[Data supplied]

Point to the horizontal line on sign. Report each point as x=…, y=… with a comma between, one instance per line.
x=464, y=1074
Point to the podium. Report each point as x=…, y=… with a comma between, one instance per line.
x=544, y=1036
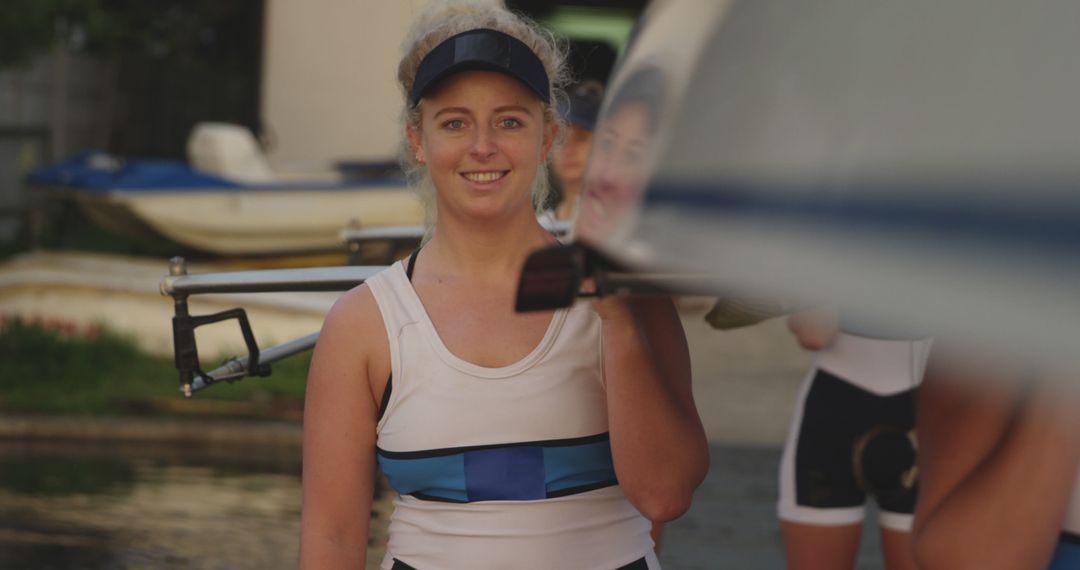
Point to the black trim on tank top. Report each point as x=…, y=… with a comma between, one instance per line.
x=390, y=379
x=412, y=265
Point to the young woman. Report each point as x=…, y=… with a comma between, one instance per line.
x=852, y=436
x=569, y=160
x=514, y=440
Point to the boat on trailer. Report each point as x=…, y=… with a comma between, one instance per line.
x=228, y=200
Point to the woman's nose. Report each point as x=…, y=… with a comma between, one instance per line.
x=484, y=145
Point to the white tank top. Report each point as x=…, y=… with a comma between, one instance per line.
x=500, y=467
x=879, y=366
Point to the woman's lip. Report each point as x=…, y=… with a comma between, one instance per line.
x=484, y=177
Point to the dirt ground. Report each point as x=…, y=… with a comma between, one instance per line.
x=745, y=385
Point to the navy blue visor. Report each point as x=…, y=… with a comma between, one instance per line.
x=481, y=50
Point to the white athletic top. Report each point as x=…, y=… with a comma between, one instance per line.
x=500, y=467
x=879, y=366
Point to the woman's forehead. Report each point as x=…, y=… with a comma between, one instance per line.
x=476, y=90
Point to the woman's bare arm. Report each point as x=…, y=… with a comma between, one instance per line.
x=998, y=460
x=658, y=443
x=339, y=436
x=814, y=329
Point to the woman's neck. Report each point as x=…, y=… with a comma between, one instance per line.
x=488, y=249
x=568, y=205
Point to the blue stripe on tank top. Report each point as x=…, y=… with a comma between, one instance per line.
x=510, y=472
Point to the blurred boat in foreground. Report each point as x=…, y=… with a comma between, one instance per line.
x=914, y=162
x=228, y=200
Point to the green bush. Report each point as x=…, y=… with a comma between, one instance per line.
x=57, y=371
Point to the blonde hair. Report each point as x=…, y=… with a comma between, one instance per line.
x=442, y=19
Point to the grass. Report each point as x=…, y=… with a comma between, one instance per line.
x=56, y=371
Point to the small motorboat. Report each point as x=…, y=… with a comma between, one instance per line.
x=228, y=200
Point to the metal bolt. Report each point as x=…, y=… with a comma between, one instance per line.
x=177, y=266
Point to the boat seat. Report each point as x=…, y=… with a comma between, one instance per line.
x=230, y=151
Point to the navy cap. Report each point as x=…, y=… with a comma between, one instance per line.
x=582, y=105
x=485, y=50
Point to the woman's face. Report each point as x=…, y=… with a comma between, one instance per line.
x=618, y=170
x=483, y=137
x=568, y=161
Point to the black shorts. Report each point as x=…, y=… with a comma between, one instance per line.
x=845, y=444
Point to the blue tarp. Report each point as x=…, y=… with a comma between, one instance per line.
x=94, y=171
x=97, y=171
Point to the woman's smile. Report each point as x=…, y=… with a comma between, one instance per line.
x=484, y=177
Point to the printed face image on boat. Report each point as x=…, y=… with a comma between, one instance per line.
x=621, y=155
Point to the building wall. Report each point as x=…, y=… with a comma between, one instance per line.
x=328, y=79
x=50, y=108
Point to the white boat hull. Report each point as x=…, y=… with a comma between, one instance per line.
x=260, y=221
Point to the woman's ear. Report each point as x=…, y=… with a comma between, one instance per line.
x=551, y=132
x=415, y=143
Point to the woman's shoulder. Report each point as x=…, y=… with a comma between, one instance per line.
x=355, y=314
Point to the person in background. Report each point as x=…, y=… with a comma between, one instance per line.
x=999, y=463
x=542, y=439
x=570, y=158
x=852, y=435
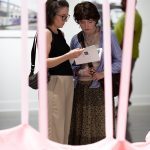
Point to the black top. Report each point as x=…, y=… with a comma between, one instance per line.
x=59, y=47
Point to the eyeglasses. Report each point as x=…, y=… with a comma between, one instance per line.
x=64, y=18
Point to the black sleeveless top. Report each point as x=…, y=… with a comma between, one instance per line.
x=59, y=47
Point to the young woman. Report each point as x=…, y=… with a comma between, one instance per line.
x=88, y=116
x=60, y=86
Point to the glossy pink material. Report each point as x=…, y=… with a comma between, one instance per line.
x=24, y=137
x=43, y=125
x=125, y=72
x=107, y=70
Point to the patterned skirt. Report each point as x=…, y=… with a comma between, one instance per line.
x=88, y=115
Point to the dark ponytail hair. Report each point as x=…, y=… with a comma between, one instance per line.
x=52, y=7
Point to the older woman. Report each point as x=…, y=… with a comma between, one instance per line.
x=60, y=86
x=88, y=116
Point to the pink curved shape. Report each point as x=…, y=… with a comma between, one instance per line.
x=24, y=137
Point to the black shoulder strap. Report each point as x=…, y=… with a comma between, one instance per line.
x=33, y=55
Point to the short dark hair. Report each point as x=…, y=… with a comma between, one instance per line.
x=86, y=10
x=52, y=7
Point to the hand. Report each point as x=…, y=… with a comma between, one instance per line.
x=85, y=72
x=92, y=71
x=98, y=75
x=75, y=53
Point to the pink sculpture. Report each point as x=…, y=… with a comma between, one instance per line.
x=24, y=137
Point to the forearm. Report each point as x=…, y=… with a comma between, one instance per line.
x=53, y=62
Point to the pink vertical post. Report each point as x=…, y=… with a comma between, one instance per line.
x=43, y=125
x=24, y=79
x=107, y=70
x=126, y=67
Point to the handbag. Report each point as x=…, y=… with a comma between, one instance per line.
x=33, y=77
x=115, y=76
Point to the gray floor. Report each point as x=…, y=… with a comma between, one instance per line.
x=137, y=127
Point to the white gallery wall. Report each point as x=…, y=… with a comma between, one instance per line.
x=10, y=63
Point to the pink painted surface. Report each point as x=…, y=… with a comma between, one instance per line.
x=24, y=79
x=24, y=137
x=43, y=125
x=107, y=70
x=125, y=72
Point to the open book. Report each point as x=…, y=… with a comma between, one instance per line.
x=90, y=54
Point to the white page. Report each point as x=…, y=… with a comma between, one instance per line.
x=90, y=54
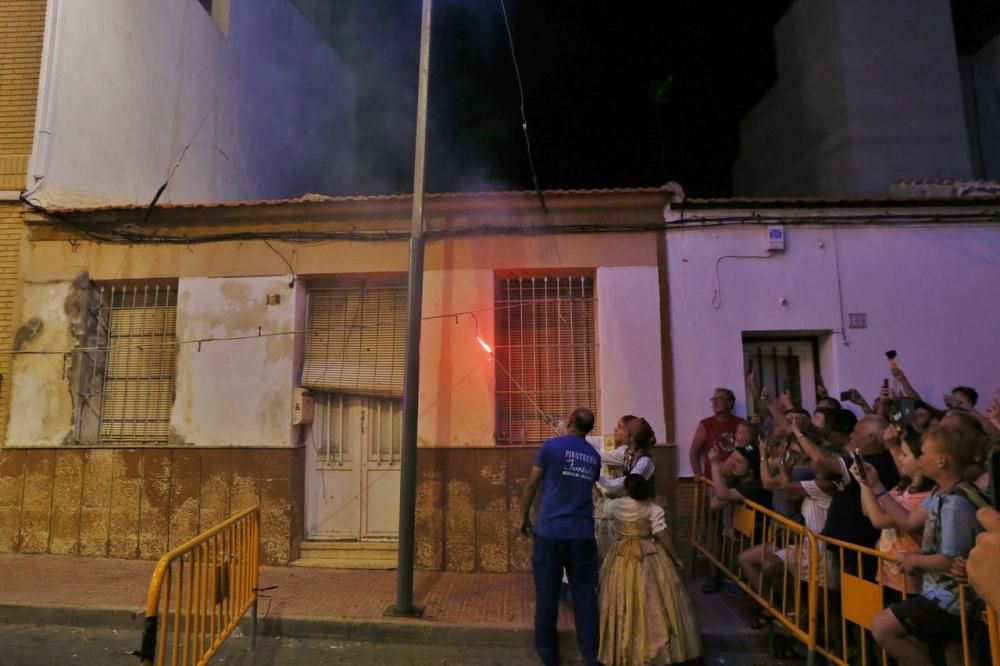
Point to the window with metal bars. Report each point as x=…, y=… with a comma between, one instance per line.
x=546, y=354
x=353, y=362
x=125, y=369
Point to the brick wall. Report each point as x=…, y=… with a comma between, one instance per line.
x=22, y=24
x=139, y=503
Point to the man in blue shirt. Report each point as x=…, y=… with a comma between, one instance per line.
x=567, y=468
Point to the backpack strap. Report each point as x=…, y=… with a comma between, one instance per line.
x=971, y=493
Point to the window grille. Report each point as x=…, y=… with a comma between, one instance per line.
x=354, y=360
x=357, y=340
x=546, y=352
x=126, y=373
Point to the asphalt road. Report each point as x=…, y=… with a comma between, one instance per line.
x=22, y=644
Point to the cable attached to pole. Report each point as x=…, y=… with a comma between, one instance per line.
x=524, y=118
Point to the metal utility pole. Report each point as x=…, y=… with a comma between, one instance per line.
x=411, y=378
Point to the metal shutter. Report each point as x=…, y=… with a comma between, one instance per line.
x=356, y=341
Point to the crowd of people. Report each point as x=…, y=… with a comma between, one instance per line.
x=906, y=479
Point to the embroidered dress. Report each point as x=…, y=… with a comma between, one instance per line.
x=646, y=613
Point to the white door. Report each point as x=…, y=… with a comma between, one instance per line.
x=783, y=365
x=353, y=467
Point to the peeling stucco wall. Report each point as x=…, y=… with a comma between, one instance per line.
x=234, y=392
x=457, y=406
x=41, y=411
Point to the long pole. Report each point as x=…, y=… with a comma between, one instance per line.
x=411, y=378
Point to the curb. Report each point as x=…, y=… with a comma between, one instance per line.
x=367, y=630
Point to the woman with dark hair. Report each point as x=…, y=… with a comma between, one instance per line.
x=604, y=526
x=634, y=457
x=913, y=488
x=646, y=614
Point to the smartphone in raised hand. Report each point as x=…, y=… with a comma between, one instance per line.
x=994, y=466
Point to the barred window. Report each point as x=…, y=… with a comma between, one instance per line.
x=546, y=351
x=354, y=361
x=125, y=373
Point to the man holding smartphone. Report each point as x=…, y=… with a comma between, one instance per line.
x=566, y=469
x=846, y=520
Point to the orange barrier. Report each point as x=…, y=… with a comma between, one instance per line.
x=840, y=606
x=199, y=592
x=994, y=634
x=790, y=600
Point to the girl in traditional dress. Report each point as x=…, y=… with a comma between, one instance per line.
x=646, y=613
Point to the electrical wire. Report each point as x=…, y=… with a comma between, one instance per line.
x=127, y=234
x=183, y=152
x=524, y=117
x=261, y=334
x=287, y=263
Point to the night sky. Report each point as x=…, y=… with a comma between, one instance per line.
x=623, y=94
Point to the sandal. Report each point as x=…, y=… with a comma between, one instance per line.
x=787, y=652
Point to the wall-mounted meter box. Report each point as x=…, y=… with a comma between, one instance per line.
x=302, y=406
x=775, y=238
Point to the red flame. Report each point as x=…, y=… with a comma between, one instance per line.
x=482, y=343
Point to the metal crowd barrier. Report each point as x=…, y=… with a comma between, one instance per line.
x=792, y=601
x=199, y=592
x=837, y=621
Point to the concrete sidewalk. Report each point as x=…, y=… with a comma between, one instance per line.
x=347, y=604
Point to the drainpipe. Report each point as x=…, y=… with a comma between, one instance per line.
x=41, y=146
x=411, y=378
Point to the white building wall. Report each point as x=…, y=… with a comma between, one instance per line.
x=266, y=110
x=867, y=94
x=924, y=288
x=234, y=392
x=982, y=98
x=628, y=335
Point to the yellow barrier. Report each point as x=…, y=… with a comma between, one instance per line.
x=790, y=597
x=201, y=590
x=844, y=636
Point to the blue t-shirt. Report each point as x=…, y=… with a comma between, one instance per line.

[/Data supplied]

• What is needed
Up to and including the last line of the data, copy each line exactly, starting with the line that contains "Point to the concrete".

• Problem solution
Point to the concrete sidewalk. Report each point as x=…, y=… with a comma between, one instance per line.
x=347, y=604
Point to the drainpipe. Report each point as x=…, y=… with a comma between, one instance per line.
x=41, y=146
x=411, y=378
Point to the white building wall. Report each point as x=…, y=… with a comma between, one instance per line.
x=266, y=110
x=867, y=94
x=924, y=288
x=234, y=392
x=982, y=98
x=628, y=335
Point to the yellow barrier. Report each point as x=…, y=… with a comma between, one instance per line.
x=790, y=597
x=201, y=590
x=844, y=636
Point to the blue t-shirt. Report each point as x=…, y=… with a comma between, one instance per line.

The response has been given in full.